** GIVEN REQUEST 1 **
Locate every line in the records that contains the word "grass" and copy each of those lines.
— START DOCUMENT PASSAGE —
Desk Editor's Note private letter to a colleague

LiMoDE sketches a two-stage dynamic MoE for lifelong robot manipulation but the abstract supplies no numbers, baselines, or ablations so the performance claims cannot be checked.

read the letter

The main takeaway is that the paper puts forward a two-stage mixture-of-dynamic-experts scheme for lifelong robot manipulation: a pre-training stage that uses motion-conditioned dynamic routing to activate varying numbers of heterogeneous experts, followed by an adaptation stage that adds new lifelong experts while keeping the pre-trained ones frozen and combining them on the fly. That split is the concrete proposal.

It improves on prior single-task fine-tuning or prompt methods by trying to extract reusable skills through the expert structure rather than treating each task in isolation. The robotics-specific choice to condition routing on motion information is a reasonable domain touch, and the parameter-efficient addition of new experts is a standard way to limit forgetting.

The soft spot is the missing evidence for the central transfer assumption. The abstract states that the approach achieves superior performance and strong lifelong adaptation on simulated benchmarks and real tasks with only moderate extra parameters and inference cost, yet it gives no quantitative results, no listed baselines, no forgetting curves, and no ablation that isolates whether the pre-trained experts actually remain reusable and non-interfering once new ones are added. Without those checks the claim that the pre-training stage successfully extracts composable skills does not land.

This is for people already working on continual learning or MoE architectures in robotics who want to see how the two-stage split plays out in manipulation. A reader looking for a method with demonstrated gains will not find enough here yet. It deserves peer review because the problem matters and the architecture is coherent on its own terms; the experiments, if present and solid, would be worth referee time even if they require substantial revision.

Referee Report

3 major / 1 minor

Summary. The manuscript proposes LiMoDE, a two-stage scheme for lifelong robot manipulation. It uses a dynamic MoE in multi-task pre-training to activate varied numbers of heterogeneous experts based on motion information for learning prior knowledge. Then, in adaptation, lifelong experts are learned and dynamically combined with frozen pre-trained ones. It claims superior performance and strong lifelong adaptation on simulated benchmarks and real-world tasks with moderate additional parameters and inference overhead.

Significance. If the empirical claims hold, the work could advance lifelong robotic learning by providing an architectural separation between skill extraction via dynamic expert activation and interference-free adaptation, potentially improving upon prompt-based or parameter-efficient fine-tuning methods in terms of reusability and efficiency.

major comments (3)

[Abstract] Abstract: the claim of 'superior performance and strong lifelong adaptation' is asserted without any quantitative results, baselines, ablation studies, or metrics, so the central empirical claim cannot be evaluated from the manuscript.
[Pre-training stage / Task adaptation stage] Pre-training and adaptation stages: the load-bearing assumption that dynamic MoE pre-training extracts reusable, non-interfering skills (via motion-conditioned expert activation) is stated but not isolated; no ablation (e.g., freezing vs. unfreezing pre-trained experts, per-expert attribution, or forgetting curves across task sequences) is described to confirm transfer without catastrophic interference.
— END DOCUMENT PASSAGE —
— START DATA LINES —
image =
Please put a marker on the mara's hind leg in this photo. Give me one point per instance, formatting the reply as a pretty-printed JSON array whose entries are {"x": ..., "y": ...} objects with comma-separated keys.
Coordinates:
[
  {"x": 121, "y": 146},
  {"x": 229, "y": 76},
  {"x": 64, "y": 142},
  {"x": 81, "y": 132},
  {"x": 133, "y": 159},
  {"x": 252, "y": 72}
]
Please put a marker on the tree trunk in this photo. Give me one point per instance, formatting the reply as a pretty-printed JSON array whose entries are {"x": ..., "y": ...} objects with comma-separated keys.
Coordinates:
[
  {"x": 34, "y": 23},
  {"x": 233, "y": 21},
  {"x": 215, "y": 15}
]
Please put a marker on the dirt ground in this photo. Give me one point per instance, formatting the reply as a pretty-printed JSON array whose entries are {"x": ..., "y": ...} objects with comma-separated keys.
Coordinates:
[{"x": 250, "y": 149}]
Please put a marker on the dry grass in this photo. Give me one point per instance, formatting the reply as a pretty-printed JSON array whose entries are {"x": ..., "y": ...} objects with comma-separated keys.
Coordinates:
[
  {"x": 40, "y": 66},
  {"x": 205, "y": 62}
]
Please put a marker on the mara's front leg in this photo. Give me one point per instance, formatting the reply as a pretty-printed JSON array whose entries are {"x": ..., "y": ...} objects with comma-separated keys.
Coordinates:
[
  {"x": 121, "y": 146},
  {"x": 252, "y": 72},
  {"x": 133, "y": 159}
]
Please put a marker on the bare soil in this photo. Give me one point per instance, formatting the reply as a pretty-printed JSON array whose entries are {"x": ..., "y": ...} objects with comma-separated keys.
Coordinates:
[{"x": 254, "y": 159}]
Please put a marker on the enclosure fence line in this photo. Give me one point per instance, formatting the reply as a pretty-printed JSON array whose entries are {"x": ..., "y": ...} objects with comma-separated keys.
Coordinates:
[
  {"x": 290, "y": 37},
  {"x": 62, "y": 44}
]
— END DATA LINES —
— START DATA LINES —
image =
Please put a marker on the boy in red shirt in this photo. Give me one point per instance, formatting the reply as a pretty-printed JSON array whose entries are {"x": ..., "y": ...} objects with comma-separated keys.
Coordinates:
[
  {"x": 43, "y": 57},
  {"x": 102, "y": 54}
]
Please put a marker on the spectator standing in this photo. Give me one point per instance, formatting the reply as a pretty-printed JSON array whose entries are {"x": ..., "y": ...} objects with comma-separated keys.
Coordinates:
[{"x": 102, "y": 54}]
— END DATA LINES —
— START DATA LINES —
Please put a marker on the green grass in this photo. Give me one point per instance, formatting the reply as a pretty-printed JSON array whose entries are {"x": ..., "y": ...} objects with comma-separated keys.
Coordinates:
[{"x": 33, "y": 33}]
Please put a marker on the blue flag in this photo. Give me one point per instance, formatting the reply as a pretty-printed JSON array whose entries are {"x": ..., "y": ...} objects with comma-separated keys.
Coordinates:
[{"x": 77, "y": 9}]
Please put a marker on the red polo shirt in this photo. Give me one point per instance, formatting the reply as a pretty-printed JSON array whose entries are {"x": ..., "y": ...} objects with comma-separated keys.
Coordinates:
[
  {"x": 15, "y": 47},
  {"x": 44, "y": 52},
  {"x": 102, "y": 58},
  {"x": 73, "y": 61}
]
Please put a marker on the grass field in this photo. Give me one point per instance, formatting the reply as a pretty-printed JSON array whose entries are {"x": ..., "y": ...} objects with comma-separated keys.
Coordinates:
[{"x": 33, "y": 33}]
— END DATA LINES —
** GIVEN REQUEST 2 **
Rewrite the part of the review that opens with "[Abstract] Abstract: the" and closes with "without catastrophic interference.", changing "catastrophic interference" to "destructive interference".

** REPLY 1 **
Please put a marker on the dry grass in this photo. Give me one point per instance, formatting the reply as a pretty-printed JSON array whose entries are {"x": ..., "y": ...} objects with comma-separated keys.
Please put a marker on the green grass in this photo. Give me one point per instance, formatting the reply as a pretty-printed JSON array whose entries are {"x": ..., "y": ...} objects with comma-separated keys.
Please put a marker on the grass field in this photo. Give me one point per instance, formatting the reply as a pretty-printed JSON array whose entries are {"x": ..., "y": ...} objects with comma-separated keys.

** REPLY 2 **
[Abstract] Abstract: the claim of 'superior performance and strong lifelong adaptation' is asserted without any quantitative results, baselines, ablation studies, or metrics, so the central empirical claim cannot be evaluated from the manuscript.
[Pre-training stage / Task adaptation stage] Pre-training and adaptation stages: the load-bearing assumption that dynamic MoE pre-training extracts reusable, non-interfering skills (via motion-conditioned expert activation) is stated but not isolated; no ablation (e.g., freezing vs. unfreezing pre-trained experts, per-expert attribution, or forgetting curves across task sequences) is described to confirm transfer without destructive interference.